### Kutipan Halaman
===============

Mirip dengan bahasa manusia yang terus berubah, data baru menunjukkan bahwa nyanyian paus bungkuk terus berevolusi antarkelompok dan semakin kompleks dari waktu ke waktu. Seperti manusia, simpanse juga belajar menggunakan alat sejak ribuan bahkan jutaan tahun yang lalu.
Bahkan belalang menggunakan sistem evolusi yang kompleks untuk beradaptasi dengan lingkungan sekitar. Mereka mengandalkan perubahan epigenetik, yaitu berbagai faktor seperti usia dan lingkungan yang dapat memengaruhi aktivitas gen tanpa mengubah urutan DNA itu sendiri. Dengan cara ini, belalang dapat berevolusi dengan cepat, berubah dari bentuk yang tenang dan hijau menjadi berkerumun dengan warna kuning dan hitam.
Penemuan-penemuan ini menunjukkan bahwa hewan juga memiliki budaya yang selama ini diyakini hanya dimiliki oleh manusia.
"Dulu orang mengira bahwa spesies lain tidak memiliki budaya," kata Morgan.
"Dan sekarang kita tahu bahwa banyak spesies lain yang memilikinya. Dulu orang mengira bahwa hanya budaya manusia yang terakumulasi atau berevolusi seiring waktu. Namun sekarang kita tahu bahwa budaya hewan juga dapat melakukan hal ini. Jadi, jika hewan memang memiliki budaya yang berevolusi, lalu apa yang istimewa dari budaya manusia yang membedakan kita dari hewan lain?"

===============

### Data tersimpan
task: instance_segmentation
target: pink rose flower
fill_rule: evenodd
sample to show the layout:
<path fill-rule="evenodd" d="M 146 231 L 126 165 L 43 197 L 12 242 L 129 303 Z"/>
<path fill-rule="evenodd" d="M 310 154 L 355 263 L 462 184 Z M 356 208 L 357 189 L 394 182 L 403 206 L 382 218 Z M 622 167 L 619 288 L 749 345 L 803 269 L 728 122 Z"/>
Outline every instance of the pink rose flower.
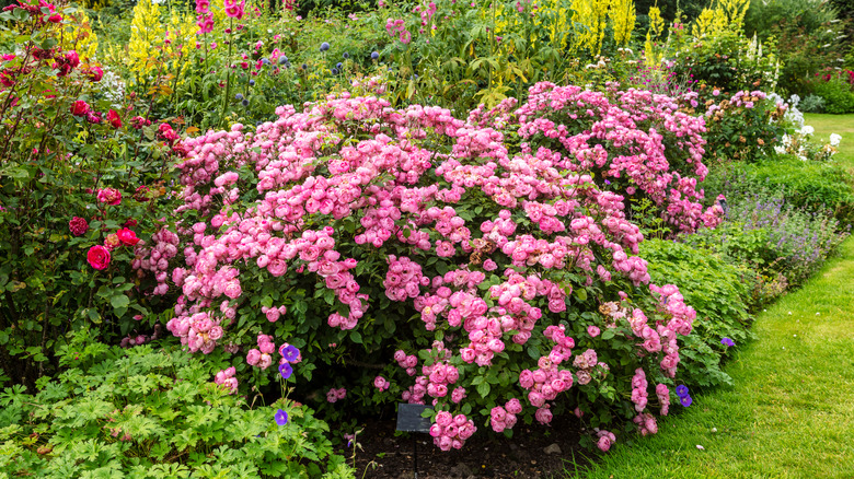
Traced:
<path fill-rule="evenodd" d="M 101 245 L 92 246 L 89 248 L 86 259 L 92 268 L 97 270 L 106 269 L 106 267 L 109 266 L 109 249 Z"/>
<path fill-rule="evenodd" d="M 99 189 L 97 200 L 102 203 L 119 205 L 122 202 L 122 194 L 115 188 Z"/>
<path fill-rule="evenodd" d="M 137 243 L 139 243 L 139 238 L 137 237 L 137 234 L 134 233 L 132 230 L 128 230 L 127 227 L 123 227 L 122 230 L 118 230 L 116 232 L 116 236 L 118 236 L 118 241 L 122 242 L 125 246 L 135 246 Z"/>
<path fill-rule="evenodd" d="M 74 236 L 82 236 L 89 231 L 89 223 L 80 217 L 74 217 L 68 222 L 68 229 Z"/>

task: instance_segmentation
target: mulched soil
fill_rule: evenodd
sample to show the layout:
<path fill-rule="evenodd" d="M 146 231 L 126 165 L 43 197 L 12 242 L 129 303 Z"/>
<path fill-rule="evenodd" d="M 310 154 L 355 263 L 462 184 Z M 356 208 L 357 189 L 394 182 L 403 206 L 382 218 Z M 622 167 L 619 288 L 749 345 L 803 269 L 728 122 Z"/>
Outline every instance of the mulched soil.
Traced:
<path fill-rule="evenodd" d="M 572 414 L 555 418 L 549 428 L 517 424 L 513 437 L 475 434 L 462 451 L 442 452 L 429 434 L 395 435 L 395 422 L 370 421 L 358 436 L 356 477 L 414 478 L 413 436 L 418 441 L 419 479 L 551 478 L 574 464 L 584 466 L 589 451 L 579 447 L 581 424 Z M 353 451 L 339 451 L 351 457 Z M 351 459 L 348 463 L 353 464 Z"/>

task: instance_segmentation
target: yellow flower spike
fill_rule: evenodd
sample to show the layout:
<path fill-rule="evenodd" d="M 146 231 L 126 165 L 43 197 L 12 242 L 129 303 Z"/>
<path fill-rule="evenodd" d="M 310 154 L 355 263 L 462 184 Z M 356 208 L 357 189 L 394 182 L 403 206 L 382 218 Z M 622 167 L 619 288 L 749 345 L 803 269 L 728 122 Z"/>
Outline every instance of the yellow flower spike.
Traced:
<path fill-rule="evenodd" d="M 77 10 L 71 13 L 74 28 L 73 33 L 64 32 L 59 42 L 62 50 L 77 50 L 77 55 L 83 62 L 89 62 L 97 54 L 97 35 L 92 31 L 92 22 L 89 20 L 85 10 Z M 66 28 L 66 25 L 57 25 L 57 28 Z"/>
<path fill-rule="evenodd" d="M 130 21 L 130 42 L 128 59 L 130 68 L 147 74 L 153 70 L 157 61 L 152 51 L 160 47 L 165 36 L 165 28 L 160 23 L 160 7 L 150 1 L 137 2 L 134 7 L 134 20 Z"/>

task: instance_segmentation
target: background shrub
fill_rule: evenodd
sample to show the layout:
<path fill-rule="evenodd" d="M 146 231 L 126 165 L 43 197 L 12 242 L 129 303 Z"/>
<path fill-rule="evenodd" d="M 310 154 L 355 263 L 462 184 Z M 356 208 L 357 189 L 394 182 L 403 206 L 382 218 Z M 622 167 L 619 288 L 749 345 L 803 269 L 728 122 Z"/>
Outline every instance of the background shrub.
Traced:
<path fill-rule="evenodd" d="M 730 338 L 738 344 L 753 337 L 748 314 L 752 272 L 709 253 L 666 240 L 648 240 L 641 247 L 653 282 L 678 285 L 685 303 L 696 311 L 694 331 L 685 338 L 680 355 L 685 383 L 704 387 L 732 384 L 720 369 L 728 351 L 720 340 Z"/>
<path fill-rule="evenodd" d="M 780 155 L 755 164 L 732 164 L 711 175 L 707 188 L 737 201 L 741 197 L 752 200 L 757 192 L 780 191 L 793 207 L 830 210 L 843 224 L 854 220 L 851 177 L 832 162 L 805 162 Z"/>

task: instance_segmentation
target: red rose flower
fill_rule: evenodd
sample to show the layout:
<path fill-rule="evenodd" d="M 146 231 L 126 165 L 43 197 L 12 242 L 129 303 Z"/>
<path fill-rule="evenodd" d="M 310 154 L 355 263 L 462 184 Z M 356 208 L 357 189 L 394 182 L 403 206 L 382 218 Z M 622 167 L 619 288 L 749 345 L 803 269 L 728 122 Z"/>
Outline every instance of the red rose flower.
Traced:
<path fill-rule="evenodd" d="M 122 240 L 118 238 L 116 233 L 108 234 L 107 237 L 104 238 L 104 246 L 109 248 L 109 250 L 113 250 L 122 246 Z"/>
<path fill-rule="evenodd" d="M 92 268 L 97 270 L 106 269 L 106 267 L 109 266 L 109 249 L 101 245 L 92 246 L 89 248 L 86 259 Z"/>
<path fill-rule="evenodd" d="M 89 231 L 89 223 L 80 217 L 74 217 L 68 222 L 68 229 L 74 236 L 82 236 Z"/>
<path fill-rule="evenodd" d="M 101 69 L 99 66 L 94 66 L 89 69 L 89 79 L 93 82 L 100 82 L 101 79 L 104 78 L 104 70 Z"/>
<path fill-rule="evenodd" d="M 115 109 L 107 112 L 107 121 L 109 121 L 109 125 L 113 125 L 113 128 L 122 128 L 122 117 L 118 116 Z"/>
<path fill-rule="evenodd" d="M 118 236 L 118 241 L 122 242 L 125 246 L 134 246 L 137 243 L 139 243 L 139 238 L 137 237 L 137 234 L 134 233 L 131 230 L 128 230 L 127 227 L 123 227 L 122 230 L 118 230 L 116 232 L 116 235 Z"/>

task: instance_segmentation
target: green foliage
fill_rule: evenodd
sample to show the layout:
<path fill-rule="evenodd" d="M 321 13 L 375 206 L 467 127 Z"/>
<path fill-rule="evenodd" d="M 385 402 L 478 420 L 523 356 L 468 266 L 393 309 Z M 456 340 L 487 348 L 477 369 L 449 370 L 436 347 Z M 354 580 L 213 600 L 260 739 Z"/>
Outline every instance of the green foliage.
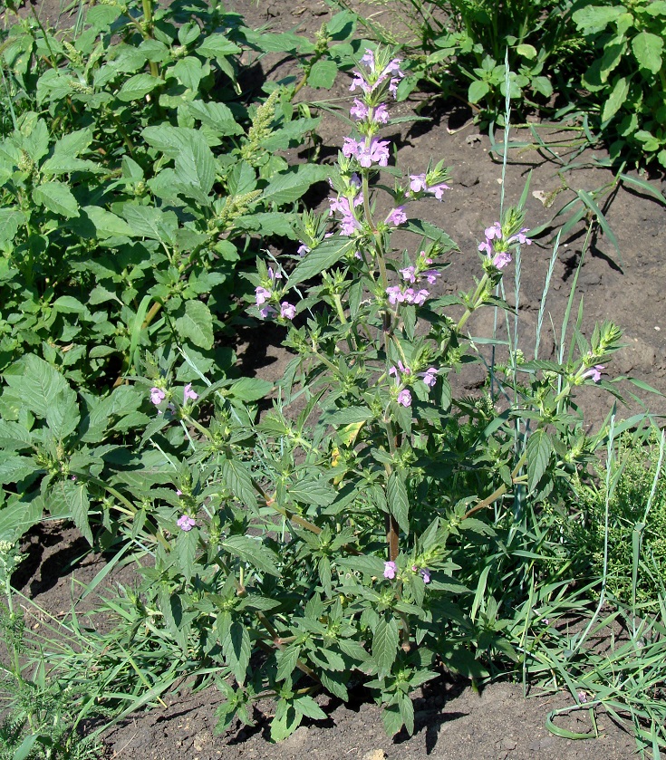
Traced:
<path fill-rule="evenodd" d="M 609 495 L 608 589 L 624 604 L 634 601 L 648 609 L 654 608 L 663 594 L 666 572 L 663 461 L 661 473 L 659 466 L 657 430 L 649 429 L 642 435 L 625 433 L 613 465 L 613 486 Z M 597 478 L 598 486 L 580 489 L 580 512 L 567 521 L 575 550 L 582 562 L 592 563 L 594 574 L 603 568 L 605 469 L 598 470 Z"/>
<path fill-rule="evenodd" d="M 620 332 L 606 322 L 588 342 L 576 330 L 561 362 L 526 362 L 510 346 L 493 371 L 493 387 L 516 399 L 506 410 L 489 383 L 479 398 L 452 398 L 449 374 L 480 361 L 467 321 L 508 309 L 495 293 L 528 242 L 524 216 L 508 209 L 487 230 L 468 292 L 430 298 L 455 245 L 405 208 L 440 195 L 448 173 L 383 166 L 372 110 L 396 91 L 400 62 L 377 50 L 359 69 L 371 111 L 330 170 L 340 226 L 305 215 L 303 258 L 285 254 L 270 268 L 259 259 L 248 275 L 250 313 L 289 326 L 294 355 L 278 388 L 208 378 L 188 351 L 147 354 L 145 376 L 104 399 L 74 400 L 36 357 L 8 373 L 10 505 L 36 501 L 89 537 L 94 518 L 102 545 L 120 534 L 150 555 L 138 588 L 107 602 L 118 626 L 96 660 L 115 704 L 132 695 L 125 710 L 176 678 L 215 679 L 226 697 L 218 730 L 250 722 L 269 697 L 279 740 L 324 717 L 318 691 L 347 699 L 362 680 L 387 732 L 412 731 L 409 695 L 438 666 L 478 678 L 519 660 L 530 579 L 561 582 L 569 566 L 538 505 L 603 444 L 603 430 L 585 434 L 574 392 L 594 381 Z M 372 210 L 379 193 L 394 207 L 385 219 Z M 391 246 L 396 227 L 411 256 Z M 184 387 L 181 356 L 196 372 Z M 254 401 L 274 390 L 257 418 Z M 145 428 L 140 447 L 103 442 L 130 425 Z"/>
<path fill-rule="evenodd" d="M 319 123 L 294 95 L 333 84 L 352 29 L 343 12 L 314 42 L 264 34 L 179 2 L 92 5 L 64 35 L 19 20 L 0 47 L 0 371 L 34 352 L 101 393 L 178 342 L 223 377 L 239 268 L 294 238 L 294 203 L 327 176 L 283 157 Z M 302 80 L 262 91 L 265 50 Z"/>
<path fill-rule="evenodd" d="M 666 4 L 576 4 L 573 20 L 594 50 L 582 84 L 612 158 L 638 154 L 666 168 Z"/>

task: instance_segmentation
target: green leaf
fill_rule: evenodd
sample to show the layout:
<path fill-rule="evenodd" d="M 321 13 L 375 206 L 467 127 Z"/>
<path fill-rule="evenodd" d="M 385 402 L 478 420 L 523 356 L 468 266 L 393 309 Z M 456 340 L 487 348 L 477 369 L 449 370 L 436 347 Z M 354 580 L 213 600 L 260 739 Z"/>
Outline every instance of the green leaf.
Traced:
<path fill-rule="evenodd" d="M 187 301 L 185 313 L 176 320 L 176 331 L 183 340 L 202 349 L 213 348 L 213 316 L 201 301 Z"/>
<path fill-rule="evenodd" d="M 614 83 L 611 94 L 603 103 L 602 121 L 608 121 L 620 111 L 629 94 L 629 82 L 625 77 L 620 77 Z"/>
<path fill-rule="evenodd" d="M 28 354 L 5 373 L 7 385 L 16 391 L 24 406 L 38 417 L 45 418 L 60 394 L 67 403 L 76 404 L 76 393 L 51 364 Z"/>
<path fill-rule="evenodd" d="M 527 439 L 527 489 L 541 480 L 553 451 L 553 441 L 545 430 L 535 430 Z"/>
<path fill-rule="evenodd" d="M 389 483 L 386 486 L 386 500 L 391 514 L 398 521 L 401 530 L 409 534 L 410 499 L 407 495 L 405 482 L 398 470 L 393 470 L 389 476 Z"/>
<path fill-rule="evenodd" d="M 0 484 L 18 483 L 37 470 L 39 466 L 31 457 L 7 457 L 0 462 Z"/>
<path fill-rule="evenodd" d="M 377 678 L 385 678 L 398 655 L 398 624 L 395 618 L 381 618 L 372 637 L 372 659 L 377 666 Z"/>
<path fill-rule="evenodd" d="M 198 530 L 197 528 L 192 528 L 189 531 L 179 531 L 176 539 L 176 557 L 180 572 L 187 581 L 189 581 L 194 575 L 198 542 Z"/>
<path fill-rule="evenodd" d="M 316 277 L 324 269 L 328 269 L 338 261 L 353 246 L 353 240 L 348 237 L 328 237 L 313 248 L 309 254 L 296 265 L 292 272 L 286 287 L 292 288 L 304 280 Z"/>
<path fill-rule="evenodd" d="M 252 484 L 252 477 L 242 462 L 236 459 L 225 459 L 221 464 L 222 479 L 225 486 L 250 509 L 256 509 L 256 492 Z"/>
<path fill-rule="evenodd" d="M 586 5 L 577 10 L 572 18 L 584 34 L 596 34 L 603 31 L 606 26 L 625 13 L 623 5 L 603 7 L 601 5 Z"/>
<path fill-rule="evenodd" d="M 330 90 L 335 82 L 338 67 L 331 60 L 317 61 L 310 69 L 307 83 L 315 89 Z"/>
<path fill-rule="evenodd" d="M 482 79 L 478 79 L 469 85 L 468 100 L 470 103 L 478 103 L 490 91 L 490 85 Z"/>
<path fill-rule="evenodd" d="M 33 200 L 61 216 L 69 218 L 79 213 L 79 204 L 72 195 L 72 190 L 57 180 L 38 185 L 33 190 Z"/>
<path fill-rule="evenodd" d="M 261 572 L 267 572 L 276 578 L 280 576 L 280 571 L 276 566 L 277 556 L 257 539 L 249 535 L 230 535 L 220 546 L 235 557 L 249 563 Z"/>
<path fill-rule="evenodd" d="M 234 671 L 234 678 L 239 684 L 244 684 L 252 654 L 247 629 L 238 621 L 234 621 L 220 643 L 225 659 Z"/>
<path fill-rule="evenodd" d="M 92 532 L 88 522 L 91 507 L 88 489 L 84 483 L 59 480 L 49 493 L 49 508 L 59 517 L 69 516 L 82 534 L 92 545 Z"/>
<path fill-rule="evenodd" d="M 233 396 L 241 401 L 257 401 L 259 399 L 265 399 L 273 390 L 273 383 L 259 378 L 241 378 L 234 380 L 231 385 L 224 390 L 225 396 Z"/>
<path fill-rule="evenodd" d="M 278 650 L 275 654 L 277 661 L 277 675 L 275 678 L 278 681 L 284 681 L 288 678 L 294 672 L 296 667 L 296 660 L 301 653 L 301 645 L 295 642 L 285 647 L 284 649 Z"/>
<path fill-rule="evenodd" d="M 161 79 L 150 74 L 135 74 L 124 82 L 116 93 L 116 97 L 124 103 L 139 101 L 145 98 L 149 92 L 152 92 L 158 85 L 163 83 Z"/>
<path fill-rule="evenodd" d="M 640 32 L 632 40 L 632 49 L 639 64 L 653 74 L 661 70 L 663 40 L 650 32 Z"/>
<path fill-rule="evenodd" d="M 265 204 L 285 203 L 298 200 L 315 182 L 323 182 L 331 176 L 328 167 L 304 164 L 278 174 L 265 188 L 262 200 Z"/>

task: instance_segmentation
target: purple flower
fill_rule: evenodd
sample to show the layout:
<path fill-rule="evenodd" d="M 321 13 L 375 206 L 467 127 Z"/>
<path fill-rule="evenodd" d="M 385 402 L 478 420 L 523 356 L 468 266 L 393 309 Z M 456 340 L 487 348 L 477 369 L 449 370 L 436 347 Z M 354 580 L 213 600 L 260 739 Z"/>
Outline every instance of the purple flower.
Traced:
<path fill-rule="evenodd" d="M 401 225 L 404 225 L 407 221 L 407 214 L 405 214 L 405 207 L 404 206 L 399 206 L 397 208 L 394 208 L 391 214 L 386 217 L 386 224 L 387 225 L 395 225 L 395 226 L 400 226 Z"/>
<path fill-rule="evenodd" d="M 429 388 L 434 388 L 435 383 L 437 382 L 437 367 L 430 367 L 430 369 L 426 370 L 425 372 L 420 372 L 420 376 L 423 378 L 423 382 Z"/>
<path fill-rule="evenodd" d="M 594 367 L 591 367 L 589 370 L 586 370 L 582 375 L 581 378 L 592 378 L 594 382 L 599 382 L 602 379 L 602 370 L 605 370 L 606 368 L 603 364 L 595 364 Z"/>
<path fill-rule="evenodd" d="M 405 300 L 404 293 L 399 285 L 392 285 L 386 288 L 386 294 L 389 296 L 389 303 L 395 306 L 397 303 L 401 303 Z"/>
<path fill-rule="evenodd" d="M 150 389 L 150 401 L 155 404 L 157 407 L 159 404 L 161 404 L 162 401 L 167 398 L 167 394 L 162 390 L 161 388 L 151 388 Z"/>
<path fill-rule="evenodd" d="M 192 401 L 196 401 L 198 399 L 198 393 L 192 390 L 192 383 L 188 382 L 183 389 L 183 404 L 187 404 L 190 399 Z"/>
<path fill-rule="evenodd" d="M 408 283 L 414 284 L 416 282 L 416 268 L 414 266 L 406 266 L 404 269 L 399 269 L 398 271 Z"/>
<path fill-rule="evenodd" d="M 398 403 L 402 407 L 411 406 L 411 393 L 406 388 L 398 394 Z"/>
<path fill-rule="evenodd" d="M 363 119 L 368 118 L 368 107 L 362 101 L 360 101 L 358 98 L 354 98 L 353 106 L 350 110 L 349 113 L 353 119 L 362 121 Z"/>
<path fill-rule="evenodd" d="M 497 251 L 493 256 L 493 266 L 497 269 L 504 269 L 507 264 L 511 264 L 511 254 L 508 251 Z"/>
<path fill-rule="evenodd" d="M 181 515 L 178 519 L 178 526 L 181 531 L 185 531 L 185 533 L 191 531 L 196 524 L 197 521 L 194 517 L 190 517 L 189 515 Z"/>
<path fill-rule="evenodd" d="M 450 189 L 451 188 L 449 187 L 449 185 L 445 185 L 443 182 L 441 182 L 439 185 L 432 185 L 431 187 L 430 187 L 428 188 L 428 192 L 432 193 L 432 195 L 435 196 L 435 197 L 438 200 L 441 200 L 441 197 L 444 194 L 444 190 L 450 190 Z"/>
<path fill-rule="evenodd" d="M 273 306 L 271 306 L 270 303 L 266 303 L 265 306 L 262 306 L 261 309 L 259 309 L 259 315 L 262 319 L 268 319 L 268 317 L 276 313 L 277 312 L 273 308 Z"/>
<path fill-rule="evenodd" d="M 271 297 L 271 292 L 259 285 L 259 287 L 255 288 L 255 297 L 256 298 L 256 305 L 261 306 Z"/>
<path fill-rule="evenodd" d="M 410 175 L 410 189 L 413 193 L 425 192 L 428 188 L 428 185 L 426 185 L 425 174 L 411 174 Z"/>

===============

### Kumpulan Soal
1) Terjemahkan kalimat "Penemuan-penemuan ini menunjukkan bahwa hewan juga memiliki budaya yang selama ini diyakini hanya dimiliki oleh manusia." dari teks tentang budaya hewan ke dalam bahasa Inggris.
2) Ulangi bagian teks tentang budaya hewan yang dibuka dengan kata-kata yang memuat "Mirip dengan bahasa" dan ditutup dengan "dimiliki oleh manusia.".
3) Lanjutkan teks tentang budaya hewan mulai setelah kalimat terakhirnya.

### Jawaban Tertulis
1) These discoveries show that animals also have culture, which until now was believed to be possessed only by humans.

2)
Mirip dengan bahasa manusia yang terus berubah, data baru menunjukkan bahwa nyanyian paus bungkuk terus berevolusi antarkelompok dan semakin kompleks dari waktu ke waktu. Seperti manusia, simpanse juga belajar menggunakan alat sejak ribuan bahkan jutaan tahun yang lalu.
Bahkan belalang menggunakan sistem evolusi yang kompleks untuk beradaptasi dengan lingkungan sekitar. Mereka mengandalkan perubahan epigenetik, yaitu berbagai faktor seperti usia dan lingkungan yang dapat memengaruhi aktivitas gen tanpa mengubah urutan DNA itu sendiri. Dengan cara ini, belalang dapat berevolusi dengan cepat, berubah dari bentuk yang tenang dan hijau menjadi berkerumun dengan warna kuning dan hitam.
Penemuan-penemuan ini menunjukkan bahwa hewan juga memiliki budaya yang selama ini diyakini hanya dimiliki oleh manusia.

3)
Alasan Mengapa Populasi Manusia Lebih Banyak
Profesor Morgan dan Marcus Feldman dari Universitas Stanford membahas pertanyaan ini dalam makalah mereka, "Human culture is uniquely open-ended not uniquely cumulative" dan diterbitkan dalam jurnal Nature Human Behaviour.
Mereka memiliki hipotesis baru, bahwa manusia dapat mendominasi dan begitu istimewa karena faktor "keterbukaan". Keterbukaan diartikan sebagai kemampuan manusia untuk berkomunikasi dan memahami kemungkinan yang tak terbatas jumlahnya dalam hidup.
"Cara hewan berpikir tentang apa yang mereka lakukan membatasi cara budaya mereka berevolusi," kata Morgan.
"Salah satu kelemahan mereka tidak dapat membayangkan urutan yang rumit dengan mudah, atau mereka tidak dapat membayangkan sub tujuan."
"Contohnya, saat saya menyiapkan sarapan untuk anak-anak saya di pagi hari, prosesnya bertingkat dan bertahap. Pertama, saya perlu menyiapkan mangkuk, panci, dan peralatan lainnya. Kemudian, saya perlu memasukkan bahan-bahan ke dalam panci dan mulai memasak, semuanya dalam jumlah dan urutan yang tepat. Kemudian, saya perlu memasaknya, mengaduknya, dan memantau suhunya hingga mencapai kekentalan yang tepat, lalu saya perlu menyajikannya," katanya.
"Masing-masing langkah ini merupakan subtujuan, dan subtujuan ini memiliki langkah-langkah di dalamnya yang perlu saya jalankan dalam urutan yang tepat, jadi keseluruhan hal ini merupakan prosedur yang rumit."
Jika dibandingkan dengan hewan, otak manusia mampu mengingat rangkaian instruksi yang sangat rumit dan memungkinkan melakukan rangkaian aktivitas yang tidak terbatas. Inilah yang disebut keterbukaan.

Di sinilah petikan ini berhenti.